● Task to carry out
Retype the lines from the start through the line that contains "[0,42,856,299]", including that line, and leave the pictures out of your answer.

Excerpts from bounding box data
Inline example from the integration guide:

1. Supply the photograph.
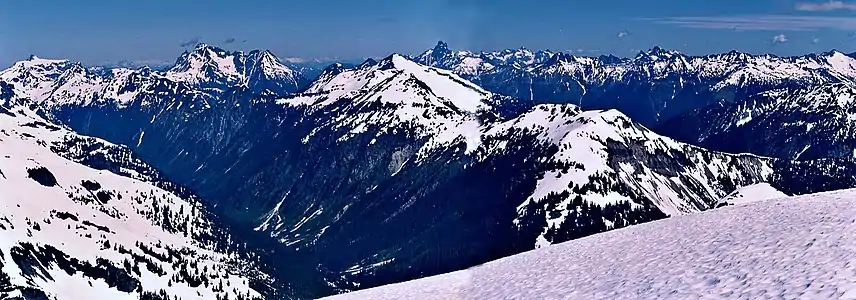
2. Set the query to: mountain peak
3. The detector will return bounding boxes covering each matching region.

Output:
[434,41,449,52]
[636,46,683,60]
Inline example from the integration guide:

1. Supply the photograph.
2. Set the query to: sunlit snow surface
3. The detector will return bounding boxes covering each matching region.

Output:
[329,190,856,300]
[0,102,260,299]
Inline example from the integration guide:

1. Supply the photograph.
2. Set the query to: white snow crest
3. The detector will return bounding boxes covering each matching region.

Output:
[0,107,260,299]
[325,190,856,300]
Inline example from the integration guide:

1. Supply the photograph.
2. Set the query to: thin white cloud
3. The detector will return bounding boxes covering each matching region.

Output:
[796,0,856,11]
[641,15,856,31]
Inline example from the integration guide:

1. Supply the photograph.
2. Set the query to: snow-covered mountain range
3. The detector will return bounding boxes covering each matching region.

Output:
[5,43,856,298]
[658,82,856,160]
[416,42,856,126]
[324,190,856,300]
[0,89,266,299]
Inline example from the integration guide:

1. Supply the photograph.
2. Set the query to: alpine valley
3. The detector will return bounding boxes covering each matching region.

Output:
[0,42,856,299]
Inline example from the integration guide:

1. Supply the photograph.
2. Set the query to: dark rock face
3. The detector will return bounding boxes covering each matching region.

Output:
[27,167,57,187]
[11,243,140,293]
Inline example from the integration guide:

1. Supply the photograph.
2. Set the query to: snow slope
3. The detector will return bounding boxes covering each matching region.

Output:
[717,182,788,206]
[0,101,260,299]
[320,190,856,300]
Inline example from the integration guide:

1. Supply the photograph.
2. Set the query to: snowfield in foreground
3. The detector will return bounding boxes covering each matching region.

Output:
[322,190,856,300]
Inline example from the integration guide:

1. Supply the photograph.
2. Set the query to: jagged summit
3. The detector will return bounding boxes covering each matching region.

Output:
[434,41,449,52]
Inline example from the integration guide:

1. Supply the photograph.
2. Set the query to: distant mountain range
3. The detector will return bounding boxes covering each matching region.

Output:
[0,42,856,298]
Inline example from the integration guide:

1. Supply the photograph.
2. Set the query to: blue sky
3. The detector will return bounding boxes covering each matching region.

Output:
[0,0,856,66]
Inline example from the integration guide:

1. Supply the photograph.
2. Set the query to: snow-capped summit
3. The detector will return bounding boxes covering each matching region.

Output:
[636,46,683,61]
[166,43,244,85]
[0,55,75,100]
[165,43,306,95]
[281,54,491,113]
[277,54,495,156]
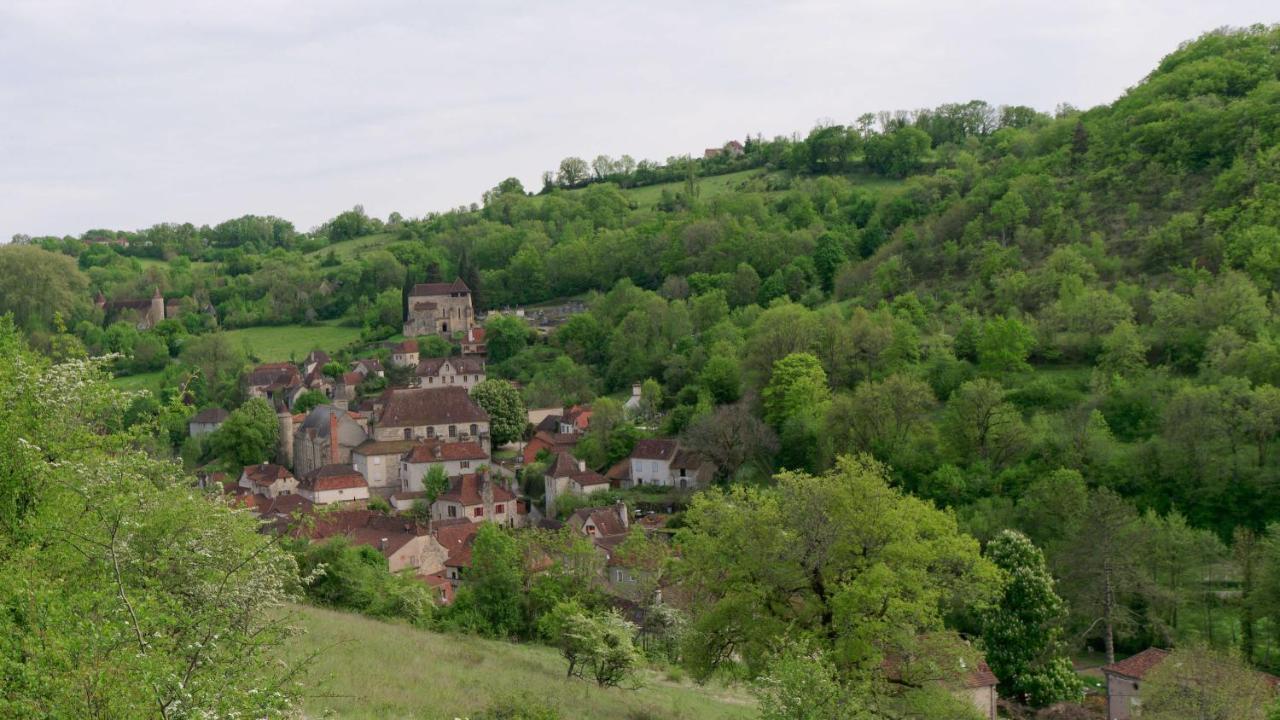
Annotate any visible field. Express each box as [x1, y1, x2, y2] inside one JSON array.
[[227, 320, 360, 363], [285, 606, 755, 720], [111, 370, 163, 395], [305, 232, 396, 260]]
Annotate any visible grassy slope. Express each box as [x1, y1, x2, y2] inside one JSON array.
[[227, 322, 360, 363], [305, 232, 396, 260], [287, 606, 755, 720]]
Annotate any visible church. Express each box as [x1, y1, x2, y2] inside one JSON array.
[[404, 278, 475, 338]]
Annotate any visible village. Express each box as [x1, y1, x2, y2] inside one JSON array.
[[170, 279, 1239, 720]]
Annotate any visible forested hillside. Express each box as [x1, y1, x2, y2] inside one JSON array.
[[0, 20, 1280, 712]]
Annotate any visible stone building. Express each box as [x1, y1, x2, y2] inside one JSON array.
[[293, 405, 369, 478], [404, 278, 475, 337]]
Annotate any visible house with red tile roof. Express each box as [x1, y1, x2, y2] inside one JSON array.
[[374, 387, 489, 451], [543, 452, 609, 518], [399, 439, 489, 492], [413, 356, 485, 392], [624, 438, 716, 489], [294, 510, 448, 577], [237, 462, 298, 498], [1102, 647, 1280, 720], [431, 470, 520, 527], [298, 464, 369, 505]]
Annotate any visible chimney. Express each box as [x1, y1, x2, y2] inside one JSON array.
[[329, 407, 338, 465]]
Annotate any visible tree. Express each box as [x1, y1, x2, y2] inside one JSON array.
[[0, 245, 90, 332], [982, 530, 1084, 707], [1142, 647, 1275, 720], [471, 378, 529, 447], [760, 352, 831, 428], [685, 402, 778, 479], [209, 397, 280, 465], [422, 465, 449, 506], [863, 127, 932, 177], [675, 457, 998, 697], [1062, 488, 1140, 662], [556, 158, 591, 187], [484, 315, 530, 364], [978, 316, 1036, 373], [178, 332, 248, 404], [445, 523, 524, 638], [0, 319, 297, 717]]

● Task response
Inline example from the integration guide:

1. Supply the photograph.
2. Set the query to: mountain peak
3. The detector will return bounding boxes covering each matching region.

Output:
[434,41,449,52]
[636,46,683,60]
Inline example from the integration guide:

1. Supply the photograph.
2. Set the query to: sunlit snow surface
3. The detector will return bounding boxes covering each matching region.

Output:
[329,190,856,300]
[0,102,260,299]
Inline example from the integration guide:

1. Supply the photograph.
2. Set the query to: white snow crest
3. The detector will return bounding boxes covering each matching region.

Output:
[0,107,260,299]
[325,190,856,300]
Inline example from the integration guide:

1. Supply the photograph.
2. Set the query to: thin white cloud
3. The detector will return bounding boxes covering each matching region.

Output:
[796,0,856,11]
[641,15,856,31]
Inline example from the integration guide:

1. Supply the photograph.
2. Set the query to: snow-covered mountain range
3. The detector will return bounding boxes covering each matching region.

Output:
[5,43,856,298]
[658,82,856,160]
[416,42,856,126]
[324,190,856,300]
[0,89,266,299]
Inline example from the integration guide:

1. Supply the photograph.
2. Set the query to: alpine valley
3. The detector will return bounding boxes covering each matching region.

Output:
[0,42,856,299]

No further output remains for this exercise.